Location identification entries ->
______________________________
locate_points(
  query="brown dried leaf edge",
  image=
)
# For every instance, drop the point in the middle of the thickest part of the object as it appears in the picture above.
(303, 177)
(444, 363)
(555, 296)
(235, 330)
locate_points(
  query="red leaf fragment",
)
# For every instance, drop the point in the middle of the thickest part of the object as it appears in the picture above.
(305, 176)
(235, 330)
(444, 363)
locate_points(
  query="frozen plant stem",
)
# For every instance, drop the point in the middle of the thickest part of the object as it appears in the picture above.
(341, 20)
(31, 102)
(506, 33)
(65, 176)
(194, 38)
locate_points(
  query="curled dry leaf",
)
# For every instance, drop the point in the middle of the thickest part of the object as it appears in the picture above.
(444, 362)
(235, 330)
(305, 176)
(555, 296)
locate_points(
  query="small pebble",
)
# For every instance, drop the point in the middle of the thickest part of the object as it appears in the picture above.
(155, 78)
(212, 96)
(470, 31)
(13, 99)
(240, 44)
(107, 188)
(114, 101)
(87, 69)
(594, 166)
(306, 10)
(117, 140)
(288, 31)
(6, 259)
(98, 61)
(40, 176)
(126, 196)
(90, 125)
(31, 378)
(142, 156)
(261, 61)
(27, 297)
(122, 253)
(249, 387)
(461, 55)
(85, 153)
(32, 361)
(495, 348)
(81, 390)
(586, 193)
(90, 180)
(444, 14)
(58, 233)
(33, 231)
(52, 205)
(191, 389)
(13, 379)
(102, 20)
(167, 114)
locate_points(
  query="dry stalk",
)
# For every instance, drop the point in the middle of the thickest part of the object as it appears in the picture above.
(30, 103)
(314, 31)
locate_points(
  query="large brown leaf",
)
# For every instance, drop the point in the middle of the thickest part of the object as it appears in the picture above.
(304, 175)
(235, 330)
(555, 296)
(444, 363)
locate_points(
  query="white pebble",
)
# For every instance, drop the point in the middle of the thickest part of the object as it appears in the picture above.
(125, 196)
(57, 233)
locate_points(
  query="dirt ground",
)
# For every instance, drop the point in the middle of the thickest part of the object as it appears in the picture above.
______________________________
WHAT IS NEEDED ->
Recopy the whole listing exactly.

FULL ANSWER ->
locate_points(
  query="brown dried leaf edge",
  image=
)
# For every instance, drop the point in the middle of the thickest part of the object as it appears in the picture above.
(303, 177)
(444, 363)
(555, 296)
(235, 330)
locate_points(
  query="red leaf fragment",
)
# For every instance, drop the point in the middle of the thickest part of the object as it appears in the picture above.
(305, 176)
(235, 330)
(444, 363)
locate_points(
  query="frozen plant stem",
)
# For every instance, drop the point in the middle of the thickest part of the object as it appears in the picture above.
(341, 20)
(31, 102)
(506, 33)
(65, 176)
(194, 38)
locate_points(
  query="curled dry leaf",
)
# For every instance, drop the point in the middle of the thickest part of the object as it appears in the picture above.
(444, 362)
(235, 330)
(305, 176)
(555, 296)
locate_points(
  query="small pebble",
)
# For every instance, drop the point in the middle of the thickest part of the object as it appears in the picture above.
(155, 78)
(212, 96)
(470, 31)
(13, 99)
(240, 44)
(107, 188)
(114, 101)
(87, 69)
(594, 166)
(306, 10)
(117, 140)
(288, 31)
(6, 259)
(98, 61)
(40, 176)
(126, 196)
(90, 125)
(31, 378)
(142, 156)
(261, 61)
(27, 297)
(122, 253)
(249, 387)
(461, 55)
(85, 153)
(32, 361)
(495, 348)
(81, 390)
(586, 193)
(90, 180)
(444, 14)
(58, 233)
(33, 231)
(52, 205)
(191, 389)
(13, 379)
(102, 20)
(167, 114)
locate_points(
  query="dry stalk",
)
# For every instance, drop the point in the middle of the thickest part of the object as it appears in the picture above.
(30, 103)
(314, 31)
locate_points(
  query="large brown leaf",
)
# For every instance, drop the point in the middle of the thickest part of the object as it appears in the picture above.
(304, 175)
(235, 330)
(555, 296)
(444, 363)
locate_points(
  query="white pebble",
)
# For every instance, drop the point in the middle of the thickest part of the object as it appears in the picture above.
(125, 196)
(57, 233)
locate_points(
  query="dirt ground",
)
# For every instance, drop the point in the middle of the thickest part of the object as it appears in the picture above.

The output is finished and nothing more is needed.